> [Selected passage]
# HuBMAP Azimuth Datasets

Find all HuBMAP datasets with Cell Ontology annotated cells via Azimuth with the Cells API, then compute some statistics.

# Install libraries

In [1]:
!pip install --upgrade hubmap_api_py_client



# Part 1: Get Cell Populations from HuBMAP Datasets using the Cells API

Imports / functions

In [2]:
from hubmap_api_py_client import Client
from collections import Counter

Setup the HuBMAP Cells API Client

In [3]:

endpoint_url = "https://cells.api.hubmapconsortium.org/api/"
client = Client(endpoint_url) 

Find cell types that have annotated datasets

In [4]:
all_celltypes = client.select_celltypes()
assert len(all_celltypes) > 0

celltypes = [c["grouping_name"] for c in all_celltypes.get_list()]
print('cell types:', len(celltypes))

cell types: 63


Find all datasets that have been annotated with cell types

In [5]:
datasets = client.select_datasets(where='celltype', has=celltypes).get_list()

> [Recorded information]

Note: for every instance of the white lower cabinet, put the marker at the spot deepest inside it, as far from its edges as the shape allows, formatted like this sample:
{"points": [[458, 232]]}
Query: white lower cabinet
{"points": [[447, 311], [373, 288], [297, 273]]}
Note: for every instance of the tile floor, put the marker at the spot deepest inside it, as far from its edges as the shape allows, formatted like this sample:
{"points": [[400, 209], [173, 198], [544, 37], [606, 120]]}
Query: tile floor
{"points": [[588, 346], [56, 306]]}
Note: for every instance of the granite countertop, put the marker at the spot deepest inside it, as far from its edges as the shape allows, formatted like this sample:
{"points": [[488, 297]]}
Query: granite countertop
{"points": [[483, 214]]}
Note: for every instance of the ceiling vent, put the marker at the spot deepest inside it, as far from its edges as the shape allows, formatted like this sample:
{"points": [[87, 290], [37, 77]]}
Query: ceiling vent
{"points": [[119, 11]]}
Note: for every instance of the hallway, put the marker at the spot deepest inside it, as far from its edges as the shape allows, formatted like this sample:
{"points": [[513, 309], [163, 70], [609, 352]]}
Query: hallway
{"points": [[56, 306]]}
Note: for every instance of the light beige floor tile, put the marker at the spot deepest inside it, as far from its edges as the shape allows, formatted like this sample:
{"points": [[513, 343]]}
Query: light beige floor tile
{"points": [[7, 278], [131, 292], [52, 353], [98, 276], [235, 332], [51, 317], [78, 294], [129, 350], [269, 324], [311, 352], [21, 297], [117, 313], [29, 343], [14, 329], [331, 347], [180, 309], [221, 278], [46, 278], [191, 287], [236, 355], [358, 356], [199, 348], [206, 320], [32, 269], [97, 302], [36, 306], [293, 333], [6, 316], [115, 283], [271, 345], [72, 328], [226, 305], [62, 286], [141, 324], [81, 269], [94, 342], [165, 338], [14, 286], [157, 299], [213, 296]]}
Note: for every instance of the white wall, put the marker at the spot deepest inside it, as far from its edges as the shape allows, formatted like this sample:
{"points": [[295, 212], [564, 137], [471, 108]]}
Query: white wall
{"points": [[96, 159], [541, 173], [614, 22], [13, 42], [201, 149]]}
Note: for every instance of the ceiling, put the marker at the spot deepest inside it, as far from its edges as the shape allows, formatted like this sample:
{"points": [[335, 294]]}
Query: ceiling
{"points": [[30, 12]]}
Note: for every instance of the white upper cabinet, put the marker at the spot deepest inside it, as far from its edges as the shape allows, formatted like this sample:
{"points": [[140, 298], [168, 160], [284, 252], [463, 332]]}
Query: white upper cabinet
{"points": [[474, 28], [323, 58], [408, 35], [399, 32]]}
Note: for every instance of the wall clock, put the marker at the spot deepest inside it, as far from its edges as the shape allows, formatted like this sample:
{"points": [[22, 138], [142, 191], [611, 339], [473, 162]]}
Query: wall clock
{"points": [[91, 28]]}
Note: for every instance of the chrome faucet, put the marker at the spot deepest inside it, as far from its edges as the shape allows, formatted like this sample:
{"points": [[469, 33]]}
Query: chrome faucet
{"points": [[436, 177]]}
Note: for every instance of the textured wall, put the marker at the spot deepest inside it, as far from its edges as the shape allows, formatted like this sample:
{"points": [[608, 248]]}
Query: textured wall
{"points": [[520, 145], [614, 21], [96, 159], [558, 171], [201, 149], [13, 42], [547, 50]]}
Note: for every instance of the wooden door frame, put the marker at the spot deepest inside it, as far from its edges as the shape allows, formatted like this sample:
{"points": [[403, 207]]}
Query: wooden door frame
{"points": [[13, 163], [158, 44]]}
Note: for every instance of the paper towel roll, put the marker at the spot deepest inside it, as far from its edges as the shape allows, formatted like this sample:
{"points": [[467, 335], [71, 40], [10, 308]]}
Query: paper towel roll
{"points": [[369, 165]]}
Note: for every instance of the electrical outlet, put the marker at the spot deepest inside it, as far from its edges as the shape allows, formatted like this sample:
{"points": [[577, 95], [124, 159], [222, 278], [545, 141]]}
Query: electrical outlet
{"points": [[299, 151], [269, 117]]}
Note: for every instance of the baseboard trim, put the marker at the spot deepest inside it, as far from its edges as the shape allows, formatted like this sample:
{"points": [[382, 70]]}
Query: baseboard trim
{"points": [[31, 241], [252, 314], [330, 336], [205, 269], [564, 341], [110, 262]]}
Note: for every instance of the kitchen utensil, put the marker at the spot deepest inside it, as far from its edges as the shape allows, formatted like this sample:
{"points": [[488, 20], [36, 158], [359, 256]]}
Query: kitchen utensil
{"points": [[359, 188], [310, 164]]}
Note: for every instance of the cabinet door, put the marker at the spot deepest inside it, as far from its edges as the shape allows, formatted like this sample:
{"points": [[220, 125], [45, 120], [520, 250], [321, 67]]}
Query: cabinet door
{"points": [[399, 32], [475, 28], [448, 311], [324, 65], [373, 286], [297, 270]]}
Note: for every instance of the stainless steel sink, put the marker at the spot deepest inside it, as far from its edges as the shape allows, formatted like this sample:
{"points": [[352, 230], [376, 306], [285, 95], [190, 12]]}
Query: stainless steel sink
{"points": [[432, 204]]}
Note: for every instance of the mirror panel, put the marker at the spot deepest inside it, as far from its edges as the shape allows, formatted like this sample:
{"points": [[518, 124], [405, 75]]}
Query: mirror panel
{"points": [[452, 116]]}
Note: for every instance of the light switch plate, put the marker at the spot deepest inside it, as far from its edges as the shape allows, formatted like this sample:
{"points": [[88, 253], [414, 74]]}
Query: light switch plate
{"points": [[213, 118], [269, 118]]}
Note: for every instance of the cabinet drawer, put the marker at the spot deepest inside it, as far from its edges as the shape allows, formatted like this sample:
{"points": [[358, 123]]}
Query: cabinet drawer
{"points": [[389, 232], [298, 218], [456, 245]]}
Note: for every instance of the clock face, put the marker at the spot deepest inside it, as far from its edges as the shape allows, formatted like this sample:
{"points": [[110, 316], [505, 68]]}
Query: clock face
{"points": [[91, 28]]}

--

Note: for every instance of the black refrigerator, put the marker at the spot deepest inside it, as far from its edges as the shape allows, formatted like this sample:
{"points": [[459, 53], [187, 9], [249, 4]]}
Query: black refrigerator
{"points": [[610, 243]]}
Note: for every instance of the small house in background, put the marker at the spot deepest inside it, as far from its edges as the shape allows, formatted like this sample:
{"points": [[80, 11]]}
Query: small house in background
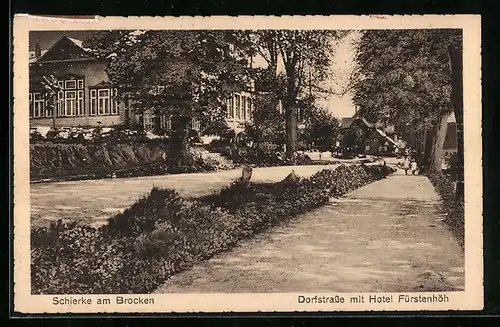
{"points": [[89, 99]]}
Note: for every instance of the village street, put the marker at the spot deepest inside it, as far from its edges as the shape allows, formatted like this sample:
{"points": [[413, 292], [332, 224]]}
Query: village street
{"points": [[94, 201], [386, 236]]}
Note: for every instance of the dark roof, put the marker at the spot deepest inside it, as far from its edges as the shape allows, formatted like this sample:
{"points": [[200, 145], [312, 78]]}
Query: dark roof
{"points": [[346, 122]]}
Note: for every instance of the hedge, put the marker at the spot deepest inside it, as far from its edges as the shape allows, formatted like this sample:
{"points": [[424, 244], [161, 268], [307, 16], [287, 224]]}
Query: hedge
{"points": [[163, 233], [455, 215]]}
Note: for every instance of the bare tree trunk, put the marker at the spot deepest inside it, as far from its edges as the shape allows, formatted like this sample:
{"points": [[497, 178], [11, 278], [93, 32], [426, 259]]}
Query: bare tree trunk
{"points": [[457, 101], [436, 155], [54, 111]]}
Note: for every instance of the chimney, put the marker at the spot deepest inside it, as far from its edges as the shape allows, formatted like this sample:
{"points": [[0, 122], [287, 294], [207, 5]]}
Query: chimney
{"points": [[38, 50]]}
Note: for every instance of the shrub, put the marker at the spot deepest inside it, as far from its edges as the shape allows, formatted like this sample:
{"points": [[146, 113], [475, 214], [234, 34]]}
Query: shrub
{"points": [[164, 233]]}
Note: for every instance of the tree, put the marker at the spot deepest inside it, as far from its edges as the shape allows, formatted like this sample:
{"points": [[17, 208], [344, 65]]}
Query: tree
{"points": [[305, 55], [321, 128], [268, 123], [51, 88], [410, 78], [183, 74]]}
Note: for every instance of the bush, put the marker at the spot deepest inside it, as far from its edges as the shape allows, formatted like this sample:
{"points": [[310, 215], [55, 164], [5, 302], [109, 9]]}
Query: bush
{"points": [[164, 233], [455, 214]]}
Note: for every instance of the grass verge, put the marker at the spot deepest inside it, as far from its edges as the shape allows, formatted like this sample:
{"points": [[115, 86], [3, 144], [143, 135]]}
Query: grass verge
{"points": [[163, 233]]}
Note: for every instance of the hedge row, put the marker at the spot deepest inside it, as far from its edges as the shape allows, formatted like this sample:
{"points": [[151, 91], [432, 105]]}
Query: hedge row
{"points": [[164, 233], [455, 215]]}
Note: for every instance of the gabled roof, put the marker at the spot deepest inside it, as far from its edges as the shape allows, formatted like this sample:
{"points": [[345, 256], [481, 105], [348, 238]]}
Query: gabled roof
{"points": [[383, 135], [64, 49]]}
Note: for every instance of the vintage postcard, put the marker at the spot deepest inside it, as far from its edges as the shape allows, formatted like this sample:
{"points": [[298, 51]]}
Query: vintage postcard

==

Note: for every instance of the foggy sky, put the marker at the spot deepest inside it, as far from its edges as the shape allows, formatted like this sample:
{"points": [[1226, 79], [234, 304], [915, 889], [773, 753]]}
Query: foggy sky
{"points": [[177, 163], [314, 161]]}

> [Your tasks]
[1] Print the portion of the HuBMAP notebook between "Find cell types" and "print('cell types:', len(celltypes))", inclusive.
[2] Decide whether each statement agrees with the HuBMAP notebook. Answer yes or no, and quote the deciding words.
(a) The Cells API client is created with the endpoint URL "https://cells.api.hubmapconsortium.org/api/".
(b) The printed output reports 36 cell types.
(c) Counter is imported from the collections module.
Rely only on the HuBMAP notebook when responding, and disregard the rows.

> [Answers to the tasks]
[1]
Find cell types that have annotated datasets

In [4]:
all_celltypes = client.select_celltypes()
assert len(all_celltypes) > 0

celltypes = [c["grouping_name"] for c in all_celltypes.get_list()]
print('cell types:', len(celltypes))

[2]
(a) Yes: "endpoint_url = "https://cells.api.hubmapconsortium.org/api/""
(b) No: "cell types: 63"
(c) Yes: "from collections import Counter"